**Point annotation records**
§ §

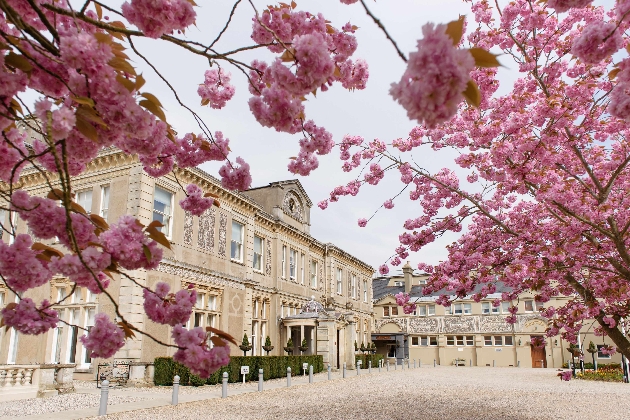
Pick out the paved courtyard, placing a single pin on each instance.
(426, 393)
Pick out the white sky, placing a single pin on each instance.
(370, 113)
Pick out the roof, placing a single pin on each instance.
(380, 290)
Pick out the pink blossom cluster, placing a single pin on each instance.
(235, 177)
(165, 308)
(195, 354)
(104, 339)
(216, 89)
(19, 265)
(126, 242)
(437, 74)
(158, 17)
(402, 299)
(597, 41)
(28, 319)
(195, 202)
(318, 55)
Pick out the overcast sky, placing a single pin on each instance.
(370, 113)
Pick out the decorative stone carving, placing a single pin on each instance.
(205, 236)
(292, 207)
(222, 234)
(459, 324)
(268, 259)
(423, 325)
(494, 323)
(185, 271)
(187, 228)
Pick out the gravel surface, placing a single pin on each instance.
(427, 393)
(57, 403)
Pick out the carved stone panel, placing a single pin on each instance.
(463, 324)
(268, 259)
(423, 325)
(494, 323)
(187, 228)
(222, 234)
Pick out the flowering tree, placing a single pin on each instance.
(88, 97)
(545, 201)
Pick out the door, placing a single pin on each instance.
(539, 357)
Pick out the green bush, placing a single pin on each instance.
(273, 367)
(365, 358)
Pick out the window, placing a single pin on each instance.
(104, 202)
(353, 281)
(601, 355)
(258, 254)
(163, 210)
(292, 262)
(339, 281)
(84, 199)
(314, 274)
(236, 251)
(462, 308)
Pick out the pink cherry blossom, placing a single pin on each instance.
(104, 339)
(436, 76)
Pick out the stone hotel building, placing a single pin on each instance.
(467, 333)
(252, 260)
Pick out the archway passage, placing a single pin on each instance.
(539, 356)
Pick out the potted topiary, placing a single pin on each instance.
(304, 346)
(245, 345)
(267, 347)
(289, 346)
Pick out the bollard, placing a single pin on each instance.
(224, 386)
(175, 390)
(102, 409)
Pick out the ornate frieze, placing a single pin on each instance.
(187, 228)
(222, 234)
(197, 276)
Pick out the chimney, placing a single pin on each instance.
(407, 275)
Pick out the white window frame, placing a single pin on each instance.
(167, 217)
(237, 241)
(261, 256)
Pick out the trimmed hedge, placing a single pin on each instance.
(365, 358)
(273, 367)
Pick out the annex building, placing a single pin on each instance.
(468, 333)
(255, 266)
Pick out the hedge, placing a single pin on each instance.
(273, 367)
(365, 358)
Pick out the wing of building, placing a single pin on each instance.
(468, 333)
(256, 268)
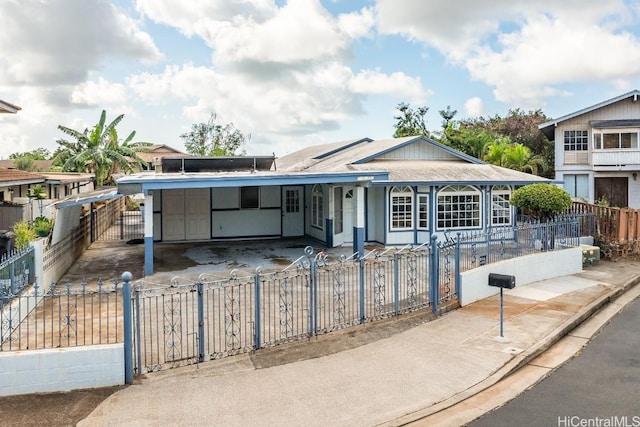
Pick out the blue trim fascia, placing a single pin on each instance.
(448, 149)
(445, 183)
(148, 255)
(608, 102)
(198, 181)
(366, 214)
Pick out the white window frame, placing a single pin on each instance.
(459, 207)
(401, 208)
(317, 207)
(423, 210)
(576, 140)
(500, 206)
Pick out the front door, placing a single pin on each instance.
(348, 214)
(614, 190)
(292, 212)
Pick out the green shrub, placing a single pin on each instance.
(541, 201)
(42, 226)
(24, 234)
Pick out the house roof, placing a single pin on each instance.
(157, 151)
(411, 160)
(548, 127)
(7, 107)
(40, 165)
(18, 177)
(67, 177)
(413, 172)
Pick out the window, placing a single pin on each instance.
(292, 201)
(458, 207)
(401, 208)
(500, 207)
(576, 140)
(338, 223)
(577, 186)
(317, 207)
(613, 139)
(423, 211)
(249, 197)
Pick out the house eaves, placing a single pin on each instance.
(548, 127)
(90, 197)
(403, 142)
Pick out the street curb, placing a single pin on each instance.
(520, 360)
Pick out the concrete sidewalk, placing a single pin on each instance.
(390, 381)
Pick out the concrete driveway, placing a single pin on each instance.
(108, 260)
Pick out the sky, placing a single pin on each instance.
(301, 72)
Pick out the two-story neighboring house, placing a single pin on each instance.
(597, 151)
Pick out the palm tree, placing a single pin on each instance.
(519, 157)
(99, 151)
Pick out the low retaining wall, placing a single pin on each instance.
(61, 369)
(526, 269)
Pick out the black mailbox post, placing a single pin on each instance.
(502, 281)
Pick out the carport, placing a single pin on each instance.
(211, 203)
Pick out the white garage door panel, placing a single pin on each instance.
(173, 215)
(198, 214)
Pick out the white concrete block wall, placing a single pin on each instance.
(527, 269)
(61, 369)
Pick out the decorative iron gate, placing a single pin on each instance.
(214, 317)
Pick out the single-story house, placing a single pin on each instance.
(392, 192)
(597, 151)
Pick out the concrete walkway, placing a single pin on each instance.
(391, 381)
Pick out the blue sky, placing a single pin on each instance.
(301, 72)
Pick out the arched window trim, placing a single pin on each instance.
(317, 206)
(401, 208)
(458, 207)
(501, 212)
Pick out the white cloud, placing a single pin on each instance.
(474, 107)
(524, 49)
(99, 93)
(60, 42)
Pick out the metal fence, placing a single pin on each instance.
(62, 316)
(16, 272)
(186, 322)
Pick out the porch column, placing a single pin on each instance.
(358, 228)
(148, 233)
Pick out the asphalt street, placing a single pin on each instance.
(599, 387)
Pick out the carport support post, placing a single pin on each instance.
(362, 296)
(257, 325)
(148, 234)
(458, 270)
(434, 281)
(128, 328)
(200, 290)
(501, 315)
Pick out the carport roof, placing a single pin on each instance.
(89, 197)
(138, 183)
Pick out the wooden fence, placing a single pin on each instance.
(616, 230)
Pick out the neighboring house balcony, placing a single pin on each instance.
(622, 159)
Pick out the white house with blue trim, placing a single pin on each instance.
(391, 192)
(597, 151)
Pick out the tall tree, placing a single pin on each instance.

§ §

**Exercise description**
Please write out everything from the line containing "Pick out the decorative iron" down to the end of the lines, swapping "carport" for "garage" and leaving all else unchanged.

**Task response**
Pick out the decorative iron gate, placing a single pin on each instance.
(214, 317)
Pick out the single-story house, placing a single pin on each instance.
(392, 192)
(597, 151)
Pick out the concrete walkway, placing a single pin on each instance.
(391, 381)
Pick out the blue sky, placing a single pin on each instance.
(301, 72)
Pick out the arched window trim, placing a single pin on each instance.
(317, 206)
(401, 208)
(458, 207)
(501, 212)
Pick out the white cloud, placing a single pin on each instance.
(474, 107)
(524, 49)
(99, 93)
(60, 42)
Pick out the metal fence, placing a single pin on each instance.
(62, 316)
(16, 272)
(186, 322)
Pick out the porch column, placing a single pin on each instance.
(358, 228)
(148, 233)
Pick out the asphalt street, placing a single pin on each instance.
(599, 387)
Pick out the garage support post, placing a single pin on each instance.
(362, 296)
(257, 325)
(148, 234)
(458, 270)
(434, 281)
(128, 328)
(200, 290)
(501, 315)
Pick out the garage roof, placing a single pin on each instance.
(89, 197)
(138, 183)
Pick out the wooden fence, placing a single pin on each instance.
(616, 230)
Pick out the neighboring house balcony, placing a single pin on each instance.
(622, 159)
Pick out the white house with blue trim, placing a single pin on each instance.
(391, 192)
(597, 151)
Pick out the tall tree, placing a single pin on each instance.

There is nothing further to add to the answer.